__Trecho do texto__
Em meio aos milhares de hectolitros de água lamacenta que cobrem o Rio Grande do Sul, uma gota de sangue traz esperança. Uma força-tarefa possibilitou que o exame do teste do pezinho de um bebê nascido em Pelotas na última terça-feira (30) chegasse em tempo hábil a Porto Alegre, único local no Estado em que a análise é realizada. A celeridade no processo, que iniciou com a coleta do material na sexta-feira (3), em meio ao caos permitirá que Samuel Peter Maia leve uma vida normal.
O recém-nascido corre risco de portar a fenilcetonuria, distúrbio que se detectado e tratado nos primeiros dias de vida não acarretará em dificuldades futuras, mas que, sem o diagnóstico, causa danos severos à saúde. Entre as doenças consideradas raras, ela está entre as com maior ocorrência. No Rio Grande do Sul, os índices são de 1 caso a cada 10 mil nascimentos. Como seu irmão nasceu com enfermidade, Samuel tem 25% de chance de ter a fenilcetonuria.

__Informações fornecidas__
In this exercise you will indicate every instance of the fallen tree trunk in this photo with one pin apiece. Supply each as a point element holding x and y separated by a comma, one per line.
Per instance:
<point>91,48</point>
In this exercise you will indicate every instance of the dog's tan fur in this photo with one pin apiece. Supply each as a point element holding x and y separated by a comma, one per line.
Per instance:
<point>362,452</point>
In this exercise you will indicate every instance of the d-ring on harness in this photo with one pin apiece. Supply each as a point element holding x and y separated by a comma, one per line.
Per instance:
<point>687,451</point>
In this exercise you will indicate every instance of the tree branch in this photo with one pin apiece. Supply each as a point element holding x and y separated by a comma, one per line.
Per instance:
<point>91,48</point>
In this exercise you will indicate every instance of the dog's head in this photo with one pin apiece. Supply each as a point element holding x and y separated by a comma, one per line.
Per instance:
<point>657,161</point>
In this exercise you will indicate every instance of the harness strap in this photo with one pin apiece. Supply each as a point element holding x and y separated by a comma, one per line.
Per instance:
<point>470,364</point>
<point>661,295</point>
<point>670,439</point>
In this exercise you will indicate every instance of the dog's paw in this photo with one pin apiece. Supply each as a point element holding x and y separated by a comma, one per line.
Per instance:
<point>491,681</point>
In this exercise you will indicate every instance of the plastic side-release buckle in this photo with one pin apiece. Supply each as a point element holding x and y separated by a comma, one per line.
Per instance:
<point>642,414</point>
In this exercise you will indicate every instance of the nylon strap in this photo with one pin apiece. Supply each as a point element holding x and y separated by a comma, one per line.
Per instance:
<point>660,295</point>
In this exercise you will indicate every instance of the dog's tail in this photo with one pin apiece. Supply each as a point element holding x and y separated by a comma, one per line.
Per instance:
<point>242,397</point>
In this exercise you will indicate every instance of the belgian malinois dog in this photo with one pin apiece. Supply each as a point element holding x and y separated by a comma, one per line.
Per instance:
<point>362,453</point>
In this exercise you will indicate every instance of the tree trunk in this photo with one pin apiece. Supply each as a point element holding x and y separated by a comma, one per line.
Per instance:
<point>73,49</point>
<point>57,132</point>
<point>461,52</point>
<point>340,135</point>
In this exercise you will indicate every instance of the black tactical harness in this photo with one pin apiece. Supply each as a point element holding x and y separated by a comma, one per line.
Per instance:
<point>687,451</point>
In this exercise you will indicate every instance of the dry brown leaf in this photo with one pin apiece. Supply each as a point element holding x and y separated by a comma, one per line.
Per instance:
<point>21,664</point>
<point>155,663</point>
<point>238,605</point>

__Item de ação__
Prossiga com a notícia sobre o teste do pezinho do bebê nascido em Pelotas a partir do ponto em que ela termina. As entradas não precisam ser usadas.

__Resposta à tarefa__
Trata-se de uma doença genética autossômica recessiva causada pela ausência, ou diminuição, da atividade da enzima hepática fenilalanina. De uma maneira mais simples, ela gera um defeito metabólico no processamento das proteínas. Se não detectada nos primeiros dias de vida, ocasiona epilepsia e deficiência intelectual.
O diagnóstico no tempo certo permite a criação de uma nova dieta alimentar, com menor quantidade de proteínas e a utilização de um leite especial. Entre as limitações está a quantidade de leite materno dada ao bebê, que precisa ser reduzida. O tratamento dura por toda a vida.
A corrida contra o relógio motivou uma corrente de solidariedade para permitir que o bebê não sofra com consequências graves. Ao seu auxílio, o serviço de genética médica do Hospital de Clínicas, onde o bebê e seu irmão são pacientes, e o serviço de referência em triagem neonatal do Hospital Presidente Vargas (HPV). Ambos referências nacionais em suas áreas de atuação, eles entraram em contato com a Secretaria de Saúde do governo estadual na busca por uma solução.
— Tem de fechar diagnostico até o 15º dia de vida para criar tratamentos precoces — explica Vivian Spode Coutinho, coordenadora do departamento do HPV.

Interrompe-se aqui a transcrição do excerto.